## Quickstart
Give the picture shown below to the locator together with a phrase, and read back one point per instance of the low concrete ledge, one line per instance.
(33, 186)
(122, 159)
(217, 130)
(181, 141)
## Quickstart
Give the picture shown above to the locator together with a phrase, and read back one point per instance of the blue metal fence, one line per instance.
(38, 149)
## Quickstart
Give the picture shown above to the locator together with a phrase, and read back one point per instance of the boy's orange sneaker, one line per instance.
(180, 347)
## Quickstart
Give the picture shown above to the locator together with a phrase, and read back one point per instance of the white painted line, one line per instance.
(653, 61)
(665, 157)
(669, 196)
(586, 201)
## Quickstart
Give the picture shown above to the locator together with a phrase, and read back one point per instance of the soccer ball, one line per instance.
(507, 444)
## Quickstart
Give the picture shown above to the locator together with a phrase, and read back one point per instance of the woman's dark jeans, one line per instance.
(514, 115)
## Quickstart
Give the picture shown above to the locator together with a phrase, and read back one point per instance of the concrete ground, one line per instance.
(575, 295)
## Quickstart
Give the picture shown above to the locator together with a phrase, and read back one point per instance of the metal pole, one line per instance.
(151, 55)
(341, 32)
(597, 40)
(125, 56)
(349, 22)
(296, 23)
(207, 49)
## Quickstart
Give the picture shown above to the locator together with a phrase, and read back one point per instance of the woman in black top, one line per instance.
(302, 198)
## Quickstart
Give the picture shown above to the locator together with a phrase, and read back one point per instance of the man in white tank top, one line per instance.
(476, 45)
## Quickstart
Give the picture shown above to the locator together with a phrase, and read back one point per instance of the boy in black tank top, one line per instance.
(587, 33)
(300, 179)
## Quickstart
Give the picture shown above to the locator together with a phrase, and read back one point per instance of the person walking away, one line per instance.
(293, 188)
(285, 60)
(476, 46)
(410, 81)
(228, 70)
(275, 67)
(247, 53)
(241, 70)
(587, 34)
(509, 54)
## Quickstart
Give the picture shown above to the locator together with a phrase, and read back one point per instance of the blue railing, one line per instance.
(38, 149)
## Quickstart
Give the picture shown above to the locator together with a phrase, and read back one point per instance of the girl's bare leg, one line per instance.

## SHORT PROBLEM
Pull out every line of the items above that contains the word "metal", and copy each one in full. Case matters.

## RESPONSE FOR THIS EXERCISE
Give the picture shown above to the locator together with a phrase, and read back one point per instance of the blue metal fence, one line per instance.
Give the picture shown above to the locator together with a phrase, and read back one point per instance of the metal pole, one line per instance.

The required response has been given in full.